> **Gereksinimler**: Aşağıdaki öğelerin tüm satırlarını hiçbir değişiklik yapmadan alıntılayın.

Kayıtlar
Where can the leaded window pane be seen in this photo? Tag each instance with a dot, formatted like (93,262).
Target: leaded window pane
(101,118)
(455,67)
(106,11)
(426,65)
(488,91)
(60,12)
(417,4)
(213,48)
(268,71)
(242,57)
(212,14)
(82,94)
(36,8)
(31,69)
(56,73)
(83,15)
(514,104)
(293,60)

> **Eksiksiz yanıt**:
Where can the leaded window pane be seen in this photo? Tag each instance with a dot, formatted like (93,262).
Target: leaded window pane
(101,118)
(455,67)
(106,11)
(426,65)
(488,91)
(60,12)
(417,4)
(213,48)
(268,71)
(242,57)
(212,14)
(82,94)
(36,8)
(31,69)
(56,73)
(83,15)
(514,104)
(293,60)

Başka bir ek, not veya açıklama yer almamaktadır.